— Start Data excerpts —
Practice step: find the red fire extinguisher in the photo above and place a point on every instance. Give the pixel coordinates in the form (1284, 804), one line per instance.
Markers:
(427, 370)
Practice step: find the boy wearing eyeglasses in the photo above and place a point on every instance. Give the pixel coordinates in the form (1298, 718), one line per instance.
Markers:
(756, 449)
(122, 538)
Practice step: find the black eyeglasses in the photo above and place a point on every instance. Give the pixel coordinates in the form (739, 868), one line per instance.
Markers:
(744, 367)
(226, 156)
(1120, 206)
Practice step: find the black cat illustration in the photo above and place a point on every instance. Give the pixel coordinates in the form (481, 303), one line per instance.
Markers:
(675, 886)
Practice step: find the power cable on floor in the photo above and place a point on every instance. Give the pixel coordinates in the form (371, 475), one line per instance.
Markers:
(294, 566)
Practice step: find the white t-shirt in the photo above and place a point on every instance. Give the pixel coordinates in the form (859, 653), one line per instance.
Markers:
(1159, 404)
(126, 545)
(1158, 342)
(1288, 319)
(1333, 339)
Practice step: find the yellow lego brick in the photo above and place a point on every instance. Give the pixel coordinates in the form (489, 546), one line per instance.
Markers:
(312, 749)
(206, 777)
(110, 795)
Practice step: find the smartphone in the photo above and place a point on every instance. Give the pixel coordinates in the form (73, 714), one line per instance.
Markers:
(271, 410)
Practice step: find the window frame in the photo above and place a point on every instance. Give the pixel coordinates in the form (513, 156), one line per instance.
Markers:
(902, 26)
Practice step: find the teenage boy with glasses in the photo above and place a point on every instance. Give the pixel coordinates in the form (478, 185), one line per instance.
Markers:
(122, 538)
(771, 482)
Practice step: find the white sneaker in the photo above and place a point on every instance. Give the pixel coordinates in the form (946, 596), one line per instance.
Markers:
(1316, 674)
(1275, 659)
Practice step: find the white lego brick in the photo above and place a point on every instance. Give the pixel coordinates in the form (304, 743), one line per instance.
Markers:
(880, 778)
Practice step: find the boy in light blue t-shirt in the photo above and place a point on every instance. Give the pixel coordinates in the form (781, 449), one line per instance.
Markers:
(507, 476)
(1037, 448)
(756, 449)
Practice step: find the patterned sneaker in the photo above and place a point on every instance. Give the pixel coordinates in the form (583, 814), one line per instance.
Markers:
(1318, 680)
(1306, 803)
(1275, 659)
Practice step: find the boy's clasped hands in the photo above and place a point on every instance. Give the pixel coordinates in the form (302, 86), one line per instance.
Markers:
— End Data excerpts —
* Directive *
Copy out every one of the items above word for word, keeping them in their original order.

* Result below *
Practice step: find the red fire extinguisher in the photo above and place a point on every instance. Give the pixel coordinates in the form (1284, 804), one line per instance.
Markers:
(427, 370)
Practice step: find the boy wearing eyeglasses in the photo above and place a point on every instance. Give the pixel coordinates in the form (1298, 718), one line per instance.
Markers:
(756, 449)
(122, 538)
Practice step: find the black eyeglasses in the photo above and place a point on every instance. Give the pixel coordinates in the form (739, 868), one line per instance.
Markers:
(744, 367)
(226, 156)
(1120, 206)
Practice step: find the black cat illustration in the photo above and place a point on every instance. Give the pixel coordinates in the form (481, 303), one line per instance.
Markers:
(675, 886)
Practice step: find the power cable on floor in the photo above and place a point on every instance. Give the pixel coordinates in the form (371, 475), one line per instance.
Markers:
(294, 566)
Practice step: find the white t-shirt in the photo above and place a point on every instance. Give the pixel coordinates in the form (859, 653), one line per instance.
Markers:
(1159, 404)
(126, 545)
(1158, 342)
(1288, 319)
(1333, 339)
Practice step: find the yellow lego brick in the photo above and place a point on every instance. Give the pixel coordinates in the form (489, 546), one line per instance.
Markers:
(312, 749)
(206, 777)
(110, 795)
Practice step: find the smartphone in the photo above and place a point on every instance. Give the pixel coordinates in the form (73, 714), one line per instance.
Markers:
(271, 410)
Practice step: find the window frame in the photo above and place a point on every instance. Give the pixel coordinates in the form (513, 156), one line per instance.
Markers:
(902, 26)
Practice step: find the teenage boy with glasses in the photo above and place a point on every instance. Give the pixel coordinates in the form (478, 185), one line per instance.
Markers:
(122, 538)
(771, 482)
Practice step: find the white sneaker in the photo above and place a point on every instance. Give the pixel coordinates in the form (946, 596), one line per instance.
Markers:
(1316, 674)
(1275, 659)
Practice step: find the white lego brick in the photo above and place a point on every instance. Give the pixel coordinates in the form (304, 743), one line per instance.
Markers:
(880, 778)
Practice step: find the boy in light blue t-shirt in the photo above and place a point on every instance. Give the pixel coordinates in the form (781, 449), one line per instance.
Markers:
(507, 476)
(1037, 448)
(756, 449)
Practice step: find the patterned sneaker in the photo above and place a point on every instance. Give the pixel coordinates in the form (583, 814), one line per instance.
Markers:
(1318, 680)
(1306, 803)
(1275, 659)
Practice step: find the boy's clasped hands in the photo above and place a point on every instance. Give the pixel coordinates in the form (302, 86), one line per instance.
Markers:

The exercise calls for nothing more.